Data listing ::
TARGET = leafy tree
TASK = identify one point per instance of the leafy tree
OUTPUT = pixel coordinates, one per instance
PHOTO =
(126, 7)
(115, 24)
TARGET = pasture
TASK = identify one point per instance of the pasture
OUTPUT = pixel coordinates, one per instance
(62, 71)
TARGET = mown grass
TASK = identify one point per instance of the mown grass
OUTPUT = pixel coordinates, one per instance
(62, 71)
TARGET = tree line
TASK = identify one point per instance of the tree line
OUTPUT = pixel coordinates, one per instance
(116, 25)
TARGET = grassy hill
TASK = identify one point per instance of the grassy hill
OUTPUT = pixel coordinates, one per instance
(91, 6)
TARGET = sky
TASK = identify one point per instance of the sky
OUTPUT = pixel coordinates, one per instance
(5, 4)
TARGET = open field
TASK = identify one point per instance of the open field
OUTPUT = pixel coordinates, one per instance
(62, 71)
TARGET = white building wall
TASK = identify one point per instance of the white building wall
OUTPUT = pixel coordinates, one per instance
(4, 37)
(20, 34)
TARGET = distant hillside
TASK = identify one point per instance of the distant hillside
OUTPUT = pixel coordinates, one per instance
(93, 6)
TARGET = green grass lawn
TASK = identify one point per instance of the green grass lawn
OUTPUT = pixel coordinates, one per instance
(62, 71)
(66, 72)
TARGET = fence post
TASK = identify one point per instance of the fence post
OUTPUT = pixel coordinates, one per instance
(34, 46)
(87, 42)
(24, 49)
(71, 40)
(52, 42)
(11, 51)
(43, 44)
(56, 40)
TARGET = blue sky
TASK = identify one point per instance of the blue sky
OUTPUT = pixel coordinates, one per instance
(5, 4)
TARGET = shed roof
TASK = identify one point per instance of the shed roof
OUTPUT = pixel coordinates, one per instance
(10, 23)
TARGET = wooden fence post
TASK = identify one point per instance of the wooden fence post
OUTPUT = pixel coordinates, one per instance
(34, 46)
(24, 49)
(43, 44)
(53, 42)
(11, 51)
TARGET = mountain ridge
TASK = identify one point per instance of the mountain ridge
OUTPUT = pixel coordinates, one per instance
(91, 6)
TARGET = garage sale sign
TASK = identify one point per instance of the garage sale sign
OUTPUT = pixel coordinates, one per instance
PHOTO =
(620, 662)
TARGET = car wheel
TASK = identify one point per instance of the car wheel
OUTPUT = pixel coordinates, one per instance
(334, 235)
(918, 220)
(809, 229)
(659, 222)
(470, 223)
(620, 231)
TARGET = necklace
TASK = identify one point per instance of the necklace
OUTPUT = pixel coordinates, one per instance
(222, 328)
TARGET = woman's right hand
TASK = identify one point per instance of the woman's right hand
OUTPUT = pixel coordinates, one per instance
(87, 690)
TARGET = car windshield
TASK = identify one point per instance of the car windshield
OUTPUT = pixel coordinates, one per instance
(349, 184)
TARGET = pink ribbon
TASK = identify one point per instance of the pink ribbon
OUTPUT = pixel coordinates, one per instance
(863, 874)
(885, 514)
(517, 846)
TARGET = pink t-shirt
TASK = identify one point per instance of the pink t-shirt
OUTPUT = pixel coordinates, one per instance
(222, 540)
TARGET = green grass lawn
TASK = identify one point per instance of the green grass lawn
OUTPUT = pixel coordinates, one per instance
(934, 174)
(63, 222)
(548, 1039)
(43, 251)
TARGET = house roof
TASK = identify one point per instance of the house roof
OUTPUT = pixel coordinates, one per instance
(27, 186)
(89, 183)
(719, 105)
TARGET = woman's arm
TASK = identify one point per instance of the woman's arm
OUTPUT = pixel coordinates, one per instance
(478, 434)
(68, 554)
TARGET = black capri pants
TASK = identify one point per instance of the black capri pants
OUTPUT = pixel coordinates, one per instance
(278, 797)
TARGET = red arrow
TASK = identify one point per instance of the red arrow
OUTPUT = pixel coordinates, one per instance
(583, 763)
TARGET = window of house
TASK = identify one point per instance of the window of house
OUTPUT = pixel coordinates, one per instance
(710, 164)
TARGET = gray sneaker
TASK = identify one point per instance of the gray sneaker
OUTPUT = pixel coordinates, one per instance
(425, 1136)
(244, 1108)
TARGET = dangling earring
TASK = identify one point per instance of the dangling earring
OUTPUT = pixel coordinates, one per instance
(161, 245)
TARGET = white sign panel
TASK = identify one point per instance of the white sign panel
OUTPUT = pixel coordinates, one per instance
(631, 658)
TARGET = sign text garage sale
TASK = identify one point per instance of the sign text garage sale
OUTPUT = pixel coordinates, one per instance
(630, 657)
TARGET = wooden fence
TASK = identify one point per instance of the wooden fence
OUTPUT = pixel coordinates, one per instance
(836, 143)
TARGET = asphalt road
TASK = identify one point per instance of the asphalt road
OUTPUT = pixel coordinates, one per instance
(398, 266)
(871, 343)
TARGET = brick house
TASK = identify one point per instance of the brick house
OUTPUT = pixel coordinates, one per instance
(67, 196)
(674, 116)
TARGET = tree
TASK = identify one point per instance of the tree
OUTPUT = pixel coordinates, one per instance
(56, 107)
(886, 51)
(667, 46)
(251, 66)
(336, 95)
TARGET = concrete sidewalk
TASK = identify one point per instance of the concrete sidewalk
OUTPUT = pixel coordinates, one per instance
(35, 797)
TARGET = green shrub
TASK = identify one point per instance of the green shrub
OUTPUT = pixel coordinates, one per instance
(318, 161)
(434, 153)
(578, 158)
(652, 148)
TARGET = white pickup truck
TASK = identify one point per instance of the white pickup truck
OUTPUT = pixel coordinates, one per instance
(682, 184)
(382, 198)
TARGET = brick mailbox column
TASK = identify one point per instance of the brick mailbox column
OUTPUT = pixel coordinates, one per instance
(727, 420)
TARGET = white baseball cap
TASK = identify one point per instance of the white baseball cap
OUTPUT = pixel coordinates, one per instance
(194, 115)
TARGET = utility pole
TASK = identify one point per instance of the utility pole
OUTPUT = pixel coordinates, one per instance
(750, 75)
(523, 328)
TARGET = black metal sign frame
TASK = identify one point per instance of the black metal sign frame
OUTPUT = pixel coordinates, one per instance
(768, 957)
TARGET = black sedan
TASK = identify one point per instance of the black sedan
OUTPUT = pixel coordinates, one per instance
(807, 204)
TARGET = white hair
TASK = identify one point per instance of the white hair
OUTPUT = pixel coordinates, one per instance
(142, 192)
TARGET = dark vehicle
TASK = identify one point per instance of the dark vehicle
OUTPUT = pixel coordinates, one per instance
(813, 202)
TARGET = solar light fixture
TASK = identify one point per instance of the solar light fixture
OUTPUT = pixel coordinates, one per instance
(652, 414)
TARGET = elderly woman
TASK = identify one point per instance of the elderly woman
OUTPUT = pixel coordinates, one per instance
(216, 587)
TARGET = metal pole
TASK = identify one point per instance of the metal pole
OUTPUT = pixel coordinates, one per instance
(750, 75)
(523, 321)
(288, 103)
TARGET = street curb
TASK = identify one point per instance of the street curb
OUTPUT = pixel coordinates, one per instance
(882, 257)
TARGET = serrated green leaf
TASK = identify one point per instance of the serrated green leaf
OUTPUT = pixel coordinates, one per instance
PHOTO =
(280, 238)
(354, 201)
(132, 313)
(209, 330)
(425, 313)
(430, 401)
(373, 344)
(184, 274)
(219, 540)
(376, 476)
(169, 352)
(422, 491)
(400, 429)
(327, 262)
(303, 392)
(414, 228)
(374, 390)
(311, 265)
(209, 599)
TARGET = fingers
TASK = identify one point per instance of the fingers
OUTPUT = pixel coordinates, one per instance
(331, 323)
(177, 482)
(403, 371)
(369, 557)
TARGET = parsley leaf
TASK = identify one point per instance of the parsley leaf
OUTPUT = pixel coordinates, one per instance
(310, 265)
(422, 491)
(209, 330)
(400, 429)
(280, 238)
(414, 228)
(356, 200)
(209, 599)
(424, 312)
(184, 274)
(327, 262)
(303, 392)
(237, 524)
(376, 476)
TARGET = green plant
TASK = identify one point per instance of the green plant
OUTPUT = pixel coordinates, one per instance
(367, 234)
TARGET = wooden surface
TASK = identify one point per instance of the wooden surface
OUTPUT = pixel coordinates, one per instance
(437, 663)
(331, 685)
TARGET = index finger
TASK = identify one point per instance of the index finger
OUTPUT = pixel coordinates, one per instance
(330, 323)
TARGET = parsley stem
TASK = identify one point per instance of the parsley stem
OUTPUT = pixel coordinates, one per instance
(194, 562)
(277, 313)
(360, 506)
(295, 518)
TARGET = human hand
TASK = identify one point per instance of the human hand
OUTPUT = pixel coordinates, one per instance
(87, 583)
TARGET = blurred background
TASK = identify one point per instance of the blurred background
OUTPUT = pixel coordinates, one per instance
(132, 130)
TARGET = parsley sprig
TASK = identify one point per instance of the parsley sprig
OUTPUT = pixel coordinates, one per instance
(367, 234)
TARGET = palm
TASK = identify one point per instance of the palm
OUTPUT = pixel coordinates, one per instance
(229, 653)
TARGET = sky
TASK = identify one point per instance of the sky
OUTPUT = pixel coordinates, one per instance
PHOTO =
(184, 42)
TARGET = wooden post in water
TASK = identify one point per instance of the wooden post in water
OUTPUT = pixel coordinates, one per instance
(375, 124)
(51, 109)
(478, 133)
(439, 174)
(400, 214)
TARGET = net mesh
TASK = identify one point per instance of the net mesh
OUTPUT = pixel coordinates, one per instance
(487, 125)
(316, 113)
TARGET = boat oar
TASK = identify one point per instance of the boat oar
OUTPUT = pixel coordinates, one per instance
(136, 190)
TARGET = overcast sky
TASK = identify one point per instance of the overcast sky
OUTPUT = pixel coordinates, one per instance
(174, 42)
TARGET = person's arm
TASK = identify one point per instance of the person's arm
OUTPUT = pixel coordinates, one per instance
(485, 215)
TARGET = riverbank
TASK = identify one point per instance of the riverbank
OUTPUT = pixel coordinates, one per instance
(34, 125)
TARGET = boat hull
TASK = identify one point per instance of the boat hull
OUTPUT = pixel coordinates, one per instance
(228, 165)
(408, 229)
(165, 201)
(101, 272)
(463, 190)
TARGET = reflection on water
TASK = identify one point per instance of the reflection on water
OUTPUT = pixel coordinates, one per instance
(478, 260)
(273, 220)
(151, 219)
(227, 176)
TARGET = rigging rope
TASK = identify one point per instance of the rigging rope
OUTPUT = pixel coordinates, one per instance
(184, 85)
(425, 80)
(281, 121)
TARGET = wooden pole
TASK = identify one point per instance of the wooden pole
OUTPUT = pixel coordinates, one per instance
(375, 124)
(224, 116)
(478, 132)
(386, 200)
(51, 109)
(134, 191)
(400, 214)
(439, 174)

Stated problem ::
Starting at the line with "TARGET = wooden post in water", copy every line up to and including the last one in the entries above.

Solution to this problem ::
TARGET = wooden post in water
TASK = identify one point per instance of the wooden post in water
OUTPUT = pixel coordinates, one per instance
(375, 124)
(51, 109)
(478, 133)
(439, 174)
(400, 214)
TARGET = net mesh
TASK = identify one point per instance of the net mesh
OUTPUT = pixel coordinates, one per instance
(487, 125)
(316, 113)
TARGET = boat oar
TASK = identify one point per instance of the boat oar
OUTPUT = pixel coordinates, one per instance
(136, 190)
TARGET = overcast sky
TASK = identify one point per instance of the overcast sky
OUTPUT = pixel coordinates, one per instance
(174, 42)
TARGET = person's arm
TASK = identify one point per instance of the person's arm
OUTPUT = pixel coordinates, one per instance
(485, 215)
TARGET = riverbank
TASK = identify one point per instance of the riverbank
OUTPUT = pixel coordinates, one per instance
(34, 125)
TARGET = boat hull
TASK = identify one point per instance of the boat hull
OUTPUT = pixel coordinates, one per instance
(228, 165)
(408, 229)
(165, 201)
(101, 272)
(463, 190)
TARGET = reflection on water
TASK = identify one point per instance of the reflection on water
OUTPUT = pixel coordinates, one per instance
(478, 260)
(273, 220)
(151, 219)
(227, 176)
TARGET = rigging rope
TASK = identify one point per instance of the rigging rope
OUTPUT = pixel coordinates, one per instance
(184, 85)
(425, 80)
(281, 121)
TARGET = wooden pole
TASK = identify one point per instance of the wooden pole
OUTPUT = pixel coordinates, one per instance
(375, 124)
(224, 116)
(478, 132)
(386, 200)
(51, 109)
(134, 191)
(400, 214)
(439, 174)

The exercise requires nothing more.